Entries shown
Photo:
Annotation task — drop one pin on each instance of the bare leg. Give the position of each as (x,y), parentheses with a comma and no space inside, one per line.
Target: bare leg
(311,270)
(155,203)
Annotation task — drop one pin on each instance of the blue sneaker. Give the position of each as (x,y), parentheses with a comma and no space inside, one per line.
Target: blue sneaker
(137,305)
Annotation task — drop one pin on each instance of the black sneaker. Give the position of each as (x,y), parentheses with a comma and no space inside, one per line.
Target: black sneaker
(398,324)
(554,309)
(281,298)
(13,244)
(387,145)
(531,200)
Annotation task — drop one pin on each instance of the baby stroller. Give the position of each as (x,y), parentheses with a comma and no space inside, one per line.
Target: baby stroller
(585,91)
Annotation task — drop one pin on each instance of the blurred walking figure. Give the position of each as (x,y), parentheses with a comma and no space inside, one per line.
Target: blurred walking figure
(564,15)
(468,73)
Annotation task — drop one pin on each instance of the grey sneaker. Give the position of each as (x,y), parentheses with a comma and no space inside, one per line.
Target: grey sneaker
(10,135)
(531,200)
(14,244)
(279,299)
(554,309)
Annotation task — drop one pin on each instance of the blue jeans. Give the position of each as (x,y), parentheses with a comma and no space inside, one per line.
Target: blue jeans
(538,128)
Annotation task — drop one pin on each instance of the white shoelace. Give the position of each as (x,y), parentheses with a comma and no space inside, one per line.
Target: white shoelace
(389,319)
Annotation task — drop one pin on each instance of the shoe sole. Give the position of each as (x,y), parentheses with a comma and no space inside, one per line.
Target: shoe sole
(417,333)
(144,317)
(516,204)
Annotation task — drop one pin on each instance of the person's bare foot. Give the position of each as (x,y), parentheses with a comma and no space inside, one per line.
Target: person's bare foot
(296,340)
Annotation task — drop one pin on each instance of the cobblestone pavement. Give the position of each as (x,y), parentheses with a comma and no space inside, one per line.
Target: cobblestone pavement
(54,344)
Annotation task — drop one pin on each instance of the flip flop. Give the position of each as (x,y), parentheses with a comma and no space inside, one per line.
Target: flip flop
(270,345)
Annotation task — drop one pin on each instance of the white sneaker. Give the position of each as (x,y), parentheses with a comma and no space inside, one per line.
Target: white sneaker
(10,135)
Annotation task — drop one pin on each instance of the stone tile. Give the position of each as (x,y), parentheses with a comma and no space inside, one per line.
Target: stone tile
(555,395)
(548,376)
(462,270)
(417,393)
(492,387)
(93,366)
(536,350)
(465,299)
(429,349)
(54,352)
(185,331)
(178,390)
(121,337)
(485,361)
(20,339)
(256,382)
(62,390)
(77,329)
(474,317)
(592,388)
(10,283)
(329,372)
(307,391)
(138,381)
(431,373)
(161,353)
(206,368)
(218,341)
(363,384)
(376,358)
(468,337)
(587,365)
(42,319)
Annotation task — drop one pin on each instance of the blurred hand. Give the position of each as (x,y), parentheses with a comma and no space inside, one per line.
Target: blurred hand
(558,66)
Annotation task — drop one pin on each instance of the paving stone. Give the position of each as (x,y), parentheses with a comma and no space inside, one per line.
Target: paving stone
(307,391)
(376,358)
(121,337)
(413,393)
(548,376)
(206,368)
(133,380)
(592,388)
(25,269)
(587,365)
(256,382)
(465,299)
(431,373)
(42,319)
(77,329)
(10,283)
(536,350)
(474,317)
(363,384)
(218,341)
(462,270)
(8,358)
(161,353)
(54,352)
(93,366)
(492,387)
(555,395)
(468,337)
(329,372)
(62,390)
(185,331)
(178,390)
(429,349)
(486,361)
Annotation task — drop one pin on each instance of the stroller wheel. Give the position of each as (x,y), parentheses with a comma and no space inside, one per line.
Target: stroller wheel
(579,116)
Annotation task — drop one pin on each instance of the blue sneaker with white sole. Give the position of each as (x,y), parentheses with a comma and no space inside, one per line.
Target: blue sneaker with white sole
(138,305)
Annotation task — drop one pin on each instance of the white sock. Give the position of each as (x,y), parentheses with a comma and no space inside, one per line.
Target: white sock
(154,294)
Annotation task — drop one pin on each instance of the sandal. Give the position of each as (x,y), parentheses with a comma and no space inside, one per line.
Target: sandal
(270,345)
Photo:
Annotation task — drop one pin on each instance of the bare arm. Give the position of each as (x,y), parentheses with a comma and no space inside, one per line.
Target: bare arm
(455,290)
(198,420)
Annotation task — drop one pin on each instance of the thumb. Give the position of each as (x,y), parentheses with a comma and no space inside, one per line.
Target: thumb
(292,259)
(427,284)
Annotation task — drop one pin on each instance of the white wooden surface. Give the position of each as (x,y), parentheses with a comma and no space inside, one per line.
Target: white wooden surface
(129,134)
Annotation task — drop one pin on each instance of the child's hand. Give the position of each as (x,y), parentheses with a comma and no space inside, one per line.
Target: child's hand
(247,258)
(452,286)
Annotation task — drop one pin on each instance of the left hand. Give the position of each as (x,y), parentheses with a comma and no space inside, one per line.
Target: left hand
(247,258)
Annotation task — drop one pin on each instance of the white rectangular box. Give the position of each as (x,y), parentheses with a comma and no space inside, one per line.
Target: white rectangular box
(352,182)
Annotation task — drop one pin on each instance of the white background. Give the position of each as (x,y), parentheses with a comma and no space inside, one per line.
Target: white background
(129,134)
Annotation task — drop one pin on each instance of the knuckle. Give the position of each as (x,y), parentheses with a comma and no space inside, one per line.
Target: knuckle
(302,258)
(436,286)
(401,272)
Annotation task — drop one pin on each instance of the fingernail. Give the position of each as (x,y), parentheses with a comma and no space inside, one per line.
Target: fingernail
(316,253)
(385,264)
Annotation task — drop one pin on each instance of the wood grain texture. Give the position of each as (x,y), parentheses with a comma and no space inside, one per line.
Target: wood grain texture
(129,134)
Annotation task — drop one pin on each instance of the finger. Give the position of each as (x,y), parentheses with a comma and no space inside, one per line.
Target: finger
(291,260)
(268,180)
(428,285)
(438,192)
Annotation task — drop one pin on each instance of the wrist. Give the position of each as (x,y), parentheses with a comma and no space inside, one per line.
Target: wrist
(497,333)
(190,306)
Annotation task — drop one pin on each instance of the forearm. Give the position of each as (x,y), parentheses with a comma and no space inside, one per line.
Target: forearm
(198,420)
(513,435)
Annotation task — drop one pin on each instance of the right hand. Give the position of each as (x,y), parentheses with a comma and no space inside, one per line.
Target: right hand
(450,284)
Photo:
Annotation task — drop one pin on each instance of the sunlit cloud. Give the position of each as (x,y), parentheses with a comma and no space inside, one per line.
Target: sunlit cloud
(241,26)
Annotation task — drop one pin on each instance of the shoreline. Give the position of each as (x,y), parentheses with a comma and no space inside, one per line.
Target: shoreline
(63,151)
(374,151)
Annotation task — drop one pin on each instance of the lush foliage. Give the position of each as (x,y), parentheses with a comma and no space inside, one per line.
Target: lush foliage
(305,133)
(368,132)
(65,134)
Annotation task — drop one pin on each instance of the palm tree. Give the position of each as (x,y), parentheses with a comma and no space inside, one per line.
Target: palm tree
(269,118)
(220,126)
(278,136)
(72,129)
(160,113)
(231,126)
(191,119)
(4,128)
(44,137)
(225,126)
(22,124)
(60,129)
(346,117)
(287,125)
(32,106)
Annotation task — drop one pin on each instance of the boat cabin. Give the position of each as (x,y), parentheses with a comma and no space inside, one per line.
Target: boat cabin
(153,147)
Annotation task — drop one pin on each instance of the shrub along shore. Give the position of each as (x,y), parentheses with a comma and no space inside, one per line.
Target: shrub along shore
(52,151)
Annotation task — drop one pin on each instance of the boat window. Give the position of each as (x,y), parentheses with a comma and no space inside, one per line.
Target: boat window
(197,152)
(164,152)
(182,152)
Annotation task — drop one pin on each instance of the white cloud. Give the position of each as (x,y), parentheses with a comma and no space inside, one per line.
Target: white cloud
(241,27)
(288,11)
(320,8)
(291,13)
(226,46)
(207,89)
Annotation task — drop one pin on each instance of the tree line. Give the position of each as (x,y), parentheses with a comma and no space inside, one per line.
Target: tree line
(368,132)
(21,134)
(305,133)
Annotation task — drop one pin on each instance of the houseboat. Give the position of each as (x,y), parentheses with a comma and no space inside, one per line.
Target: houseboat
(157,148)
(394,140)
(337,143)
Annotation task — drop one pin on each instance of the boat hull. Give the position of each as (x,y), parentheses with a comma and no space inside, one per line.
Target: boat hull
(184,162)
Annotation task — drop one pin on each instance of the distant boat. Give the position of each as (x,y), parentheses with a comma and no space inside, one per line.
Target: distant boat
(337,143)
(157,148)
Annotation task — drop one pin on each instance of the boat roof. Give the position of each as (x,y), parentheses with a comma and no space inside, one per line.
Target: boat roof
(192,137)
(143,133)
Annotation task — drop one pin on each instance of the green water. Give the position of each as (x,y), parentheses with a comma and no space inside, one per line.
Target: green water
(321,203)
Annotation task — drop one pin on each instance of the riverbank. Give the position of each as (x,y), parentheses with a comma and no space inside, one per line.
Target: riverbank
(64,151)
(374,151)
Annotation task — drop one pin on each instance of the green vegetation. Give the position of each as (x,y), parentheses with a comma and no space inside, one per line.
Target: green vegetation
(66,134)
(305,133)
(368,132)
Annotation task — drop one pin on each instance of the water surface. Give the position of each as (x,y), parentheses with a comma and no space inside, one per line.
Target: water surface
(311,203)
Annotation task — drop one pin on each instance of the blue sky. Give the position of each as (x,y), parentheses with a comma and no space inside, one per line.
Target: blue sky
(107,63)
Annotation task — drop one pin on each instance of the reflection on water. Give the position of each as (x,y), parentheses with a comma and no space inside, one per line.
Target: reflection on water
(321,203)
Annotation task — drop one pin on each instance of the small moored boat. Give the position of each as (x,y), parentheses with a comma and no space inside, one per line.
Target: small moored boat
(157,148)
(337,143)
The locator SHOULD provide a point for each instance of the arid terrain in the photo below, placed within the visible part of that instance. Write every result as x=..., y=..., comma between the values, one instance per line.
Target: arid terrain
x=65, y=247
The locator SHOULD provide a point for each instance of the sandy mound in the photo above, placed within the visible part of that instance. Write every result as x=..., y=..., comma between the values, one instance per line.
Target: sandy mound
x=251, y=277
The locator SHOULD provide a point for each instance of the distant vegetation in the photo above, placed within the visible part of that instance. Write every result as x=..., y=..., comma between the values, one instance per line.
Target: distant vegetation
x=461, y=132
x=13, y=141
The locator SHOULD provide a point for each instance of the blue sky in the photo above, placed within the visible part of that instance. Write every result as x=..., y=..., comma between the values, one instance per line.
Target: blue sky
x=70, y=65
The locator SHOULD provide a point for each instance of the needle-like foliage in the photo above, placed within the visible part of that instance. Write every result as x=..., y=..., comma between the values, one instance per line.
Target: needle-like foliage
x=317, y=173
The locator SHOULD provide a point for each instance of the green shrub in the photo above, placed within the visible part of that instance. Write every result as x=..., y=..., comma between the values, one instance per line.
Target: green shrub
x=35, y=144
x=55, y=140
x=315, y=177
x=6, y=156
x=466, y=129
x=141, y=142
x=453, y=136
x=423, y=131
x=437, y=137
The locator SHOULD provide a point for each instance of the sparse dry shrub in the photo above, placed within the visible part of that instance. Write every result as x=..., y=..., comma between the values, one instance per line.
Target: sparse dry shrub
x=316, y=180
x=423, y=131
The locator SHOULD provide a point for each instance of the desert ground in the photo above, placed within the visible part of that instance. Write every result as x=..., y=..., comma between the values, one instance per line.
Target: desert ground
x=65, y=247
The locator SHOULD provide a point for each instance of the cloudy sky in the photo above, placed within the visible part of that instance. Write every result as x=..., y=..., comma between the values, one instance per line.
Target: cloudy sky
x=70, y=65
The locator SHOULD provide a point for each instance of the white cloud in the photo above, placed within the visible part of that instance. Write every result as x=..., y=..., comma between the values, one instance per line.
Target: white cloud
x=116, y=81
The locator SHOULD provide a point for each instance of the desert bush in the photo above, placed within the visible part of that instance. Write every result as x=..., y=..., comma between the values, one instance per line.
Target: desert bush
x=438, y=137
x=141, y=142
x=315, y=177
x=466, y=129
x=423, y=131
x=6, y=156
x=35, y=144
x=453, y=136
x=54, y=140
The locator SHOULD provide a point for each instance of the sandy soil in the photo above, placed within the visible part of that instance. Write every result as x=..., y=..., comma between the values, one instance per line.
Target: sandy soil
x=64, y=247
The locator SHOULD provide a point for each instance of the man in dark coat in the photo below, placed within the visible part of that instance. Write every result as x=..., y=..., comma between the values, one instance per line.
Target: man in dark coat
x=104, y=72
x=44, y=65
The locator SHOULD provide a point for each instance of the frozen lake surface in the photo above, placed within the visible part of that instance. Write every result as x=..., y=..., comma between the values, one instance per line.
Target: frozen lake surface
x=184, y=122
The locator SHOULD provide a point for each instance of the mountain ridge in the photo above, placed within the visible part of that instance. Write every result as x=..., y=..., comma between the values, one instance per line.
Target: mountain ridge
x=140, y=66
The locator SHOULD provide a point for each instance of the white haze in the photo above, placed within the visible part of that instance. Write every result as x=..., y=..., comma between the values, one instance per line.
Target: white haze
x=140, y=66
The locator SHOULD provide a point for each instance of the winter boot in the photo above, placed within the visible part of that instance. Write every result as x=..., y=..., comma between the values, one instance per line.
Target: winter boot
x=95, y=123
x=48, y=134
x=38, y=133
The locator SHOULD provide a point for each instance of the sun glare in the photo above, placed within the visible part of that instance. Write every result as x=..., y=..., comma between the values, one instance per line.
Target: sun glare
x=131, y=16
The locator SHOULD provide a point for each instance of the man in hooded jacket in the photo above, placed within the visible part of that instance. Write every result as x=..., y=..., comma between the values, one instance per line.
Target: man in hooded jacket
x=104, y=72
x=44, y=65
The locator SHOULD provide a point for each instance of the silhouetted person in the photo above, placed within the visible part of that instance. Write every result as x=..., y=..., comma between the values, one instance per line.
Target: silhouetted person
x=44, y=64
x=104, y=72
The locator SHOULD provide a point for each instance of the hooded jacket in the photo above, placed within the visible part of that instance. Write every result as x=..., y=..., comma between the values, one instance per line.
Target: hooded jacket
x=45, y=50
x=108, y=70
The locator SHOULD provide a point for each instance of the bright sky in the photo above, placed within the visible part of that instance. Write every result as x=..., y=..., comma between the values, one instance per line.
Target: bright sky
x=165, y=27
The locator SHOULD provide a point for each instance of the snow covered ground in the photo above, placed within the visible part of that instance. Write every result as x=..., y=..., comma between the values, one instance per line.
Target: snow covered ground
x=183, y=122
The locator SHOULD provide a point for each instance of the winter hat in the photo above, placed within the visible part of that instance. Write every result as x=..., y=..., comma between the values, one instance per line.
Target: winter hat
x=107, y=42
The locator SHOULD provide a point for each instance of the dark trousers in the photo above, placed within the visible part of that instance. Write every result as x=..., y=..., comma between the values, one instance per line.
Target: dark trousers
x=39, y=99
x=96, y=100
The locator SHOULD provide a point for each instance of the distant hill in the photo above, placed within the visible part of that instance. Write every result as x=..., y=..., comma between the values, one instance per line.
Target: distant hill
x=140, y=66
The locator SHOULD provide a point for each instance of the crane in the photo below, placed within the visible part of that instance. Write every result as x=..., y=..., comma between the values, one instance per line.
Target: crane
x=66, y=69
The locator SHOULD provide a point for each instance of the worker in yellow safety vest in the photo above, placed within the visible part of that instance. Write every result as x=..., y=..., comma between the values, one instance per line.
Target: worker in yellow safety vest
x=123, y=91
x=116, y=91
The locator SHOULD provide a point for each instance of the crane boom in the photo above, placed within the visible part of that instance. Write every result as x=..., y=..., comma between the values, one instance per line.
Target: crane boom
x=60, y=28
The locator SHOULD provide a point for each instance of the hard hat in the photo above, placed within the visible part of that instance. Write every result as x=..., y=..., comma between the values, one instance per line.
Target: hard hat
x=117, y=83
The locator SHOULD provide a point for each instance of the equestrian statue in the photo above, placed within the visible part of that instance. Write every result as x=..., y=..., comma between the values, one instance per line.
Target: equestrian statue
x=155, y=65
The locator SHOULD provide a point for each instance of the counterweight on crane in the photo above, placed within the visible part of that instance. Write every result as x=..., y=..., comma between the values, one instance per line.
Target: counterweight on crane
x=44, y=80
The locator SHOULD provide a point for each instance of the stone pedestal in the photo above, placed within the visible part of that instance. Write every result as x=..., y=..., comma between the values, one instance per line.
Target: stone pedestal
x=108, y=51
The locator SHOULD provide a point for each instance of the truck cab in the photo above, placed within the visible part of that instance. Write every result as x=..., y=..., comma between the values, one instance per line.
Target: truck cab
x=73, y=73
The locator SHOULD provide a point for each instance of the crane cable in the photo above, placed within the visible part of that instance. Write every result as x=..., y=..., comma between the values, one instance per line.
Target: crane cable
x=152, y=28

Instructions to follow
The lines to quote run from the one containing "of the equestrian" through the final line of the material above; please give them exactly, both ends included, and nothing else.

Task result
The locator SHOULD provide a point for each instance of the equestrian statue in the photo above, placed within the visible part of that instance. Write every result as x=..., y=..., comma between the values, one instance per line.
Target: equestrian statue
x=155, y=65
The locator SHOULD provide a point for each instance of the counterweight on crane in the photo above, placed within the visible part of that instance. Write every result as x=..., y=..., comma between the values, one instance per line.
Target: counterweight on crane
x=44, y=80
The locator SHOULD provide a point for each instance of the stone pedestal in the photo above, placed within the visible part of that instance. Write every result as x=..., y=..., comma between the values, one instance per line.
Target: stone pedestal
x=108, y=51
The locator SHOULD provide a point for each instance of the truck cab in the photo above, placed within the visible part of that instance. Write every result as x=..., y=..., comma between the values, one instance per line.
Target: truck cab
x=73, y=73
The locator SHOULD provide a point for each instance of the crane cable in the photo above, placed within the visible part of that instance. Write every result as x=..., y=..., comma between the values, one instance per line.
Target: crane cable
x=152, y=28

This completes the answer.